▶ [WHAT IS EXPECTED] Whichever lines of the entries hold the word "below" should be identified and copied.

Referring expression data
--
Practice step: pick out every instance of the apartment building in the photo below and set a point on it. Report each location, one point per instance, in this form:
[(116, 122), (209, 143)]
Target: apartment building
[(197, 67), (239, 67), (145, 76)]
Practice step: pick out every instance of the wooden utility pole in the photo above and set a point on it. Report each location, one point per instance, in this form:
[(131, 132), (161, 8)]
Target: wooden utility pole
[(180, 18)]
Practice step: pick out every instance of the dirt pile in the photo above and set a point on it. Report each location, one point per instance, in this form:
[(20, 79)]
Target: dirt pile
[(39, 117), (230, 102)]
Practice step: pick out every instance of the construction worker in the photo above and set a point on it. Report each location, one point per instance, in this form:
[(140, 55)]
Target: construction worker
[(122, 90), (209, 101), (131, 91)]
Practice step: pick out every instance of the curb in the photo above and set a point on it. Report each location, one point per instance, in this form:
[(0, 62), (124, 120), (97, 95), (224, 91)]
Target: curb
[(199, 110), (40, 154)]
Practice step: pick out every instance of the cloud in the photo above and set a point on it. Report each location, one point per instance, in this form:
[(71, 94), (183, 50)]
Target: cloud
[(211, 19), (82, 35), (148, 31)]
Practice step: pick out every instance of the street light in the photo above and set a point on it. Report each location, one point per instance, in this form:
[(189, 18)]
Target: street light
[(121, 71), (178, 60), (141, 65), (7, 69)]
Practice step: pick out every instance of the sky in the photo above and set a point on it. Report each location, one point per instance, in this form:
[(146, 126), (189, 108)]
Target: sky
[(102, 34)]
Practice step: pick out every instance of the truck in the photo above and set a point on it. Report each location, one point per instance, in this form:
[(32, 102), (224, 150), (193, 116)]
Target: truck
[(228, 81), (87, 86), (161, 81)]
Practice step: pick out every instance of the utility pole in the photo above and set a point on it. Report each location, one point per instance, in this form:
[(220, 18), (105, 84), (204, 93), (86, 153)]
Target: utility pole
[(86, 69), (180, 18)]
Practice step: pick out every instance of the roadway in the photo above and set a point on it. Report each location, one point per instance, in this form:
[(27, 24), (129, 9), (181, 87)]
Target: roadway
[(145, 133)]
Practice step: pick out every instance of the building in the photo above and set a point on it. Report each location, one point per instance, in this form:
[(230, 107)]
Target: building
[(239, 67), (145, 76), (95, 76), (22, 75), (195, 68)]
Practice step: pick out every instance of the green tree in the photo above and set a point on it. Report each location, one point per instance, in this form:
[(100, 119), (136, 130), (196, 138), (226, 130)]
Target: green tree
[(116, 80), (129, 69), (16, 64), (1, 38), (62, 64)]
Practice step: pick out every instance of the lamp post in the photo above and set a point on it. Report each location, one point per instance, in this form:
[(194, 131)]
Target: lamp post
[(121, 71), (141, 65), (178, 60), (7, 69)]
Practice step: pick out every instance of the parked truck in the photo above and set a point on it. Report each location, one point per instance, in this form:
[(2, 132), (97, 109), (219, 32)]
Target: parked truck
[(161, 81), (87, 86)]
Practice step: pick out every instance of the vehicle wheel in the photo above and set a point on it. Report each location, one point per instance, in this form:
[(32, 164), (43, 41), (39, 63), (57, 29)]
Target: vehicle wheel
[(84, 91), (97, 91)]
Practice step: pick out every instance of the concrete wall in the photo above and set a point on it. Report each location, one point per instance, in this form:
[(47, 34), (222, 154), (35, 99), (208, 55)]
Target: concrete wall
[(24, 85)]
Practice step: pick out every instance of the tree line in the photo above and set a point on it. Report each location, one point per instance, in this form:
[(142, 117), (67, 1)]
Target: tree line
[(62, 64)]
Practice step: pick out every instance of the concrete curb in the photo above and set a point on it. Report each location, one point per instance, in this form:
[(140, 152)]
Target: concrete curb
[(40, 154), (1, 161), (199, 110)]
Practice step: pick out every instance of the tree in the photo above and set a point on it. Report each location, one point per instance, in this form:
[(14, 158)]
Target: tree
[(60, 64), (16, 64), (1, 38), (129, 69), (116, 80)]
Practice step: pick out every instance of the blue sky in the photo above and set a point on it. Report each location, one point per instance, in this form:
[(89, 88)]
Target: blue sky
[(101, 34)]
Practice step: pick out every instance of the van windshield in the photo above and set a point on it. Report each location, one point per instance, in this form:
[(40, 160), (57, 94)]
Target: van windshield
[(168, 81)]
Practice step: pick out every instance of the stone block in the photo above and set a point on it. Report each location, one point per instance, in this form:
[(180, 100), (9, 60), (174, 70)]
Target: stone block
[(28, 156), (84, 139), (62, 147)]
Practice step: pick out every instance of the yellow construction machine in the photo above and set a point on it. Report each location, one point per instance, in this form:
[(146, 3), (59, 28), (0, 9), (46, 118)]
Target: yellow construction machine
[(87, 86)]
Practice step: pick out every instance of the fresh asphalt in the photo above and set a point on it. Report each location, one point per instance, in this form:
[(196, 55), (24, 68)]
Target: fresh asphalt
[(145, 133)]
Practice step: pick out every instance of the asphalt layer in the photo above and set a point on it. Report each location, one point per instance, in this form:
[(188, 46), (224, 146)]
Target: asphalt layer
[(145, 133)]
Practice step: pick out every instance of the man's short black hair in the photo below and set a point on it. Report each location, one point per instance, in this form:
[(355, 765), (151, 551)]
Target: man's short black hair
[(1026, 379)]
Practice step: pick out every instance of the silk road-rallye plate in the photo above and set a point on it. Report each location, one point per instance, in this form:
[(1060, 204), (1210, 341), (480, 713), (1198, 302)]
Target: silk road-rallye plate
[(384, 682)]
--
▶ [RESULT FOR THIS TASK]
Practice step: pick out every instance of the apartment building in the photo below and set a point on it. Report each location, one point per instance, in this form:
Practice step: pick out every instance of the man's short black hair in the photo below and set a point on it. Report each location, one point per instance, in this form:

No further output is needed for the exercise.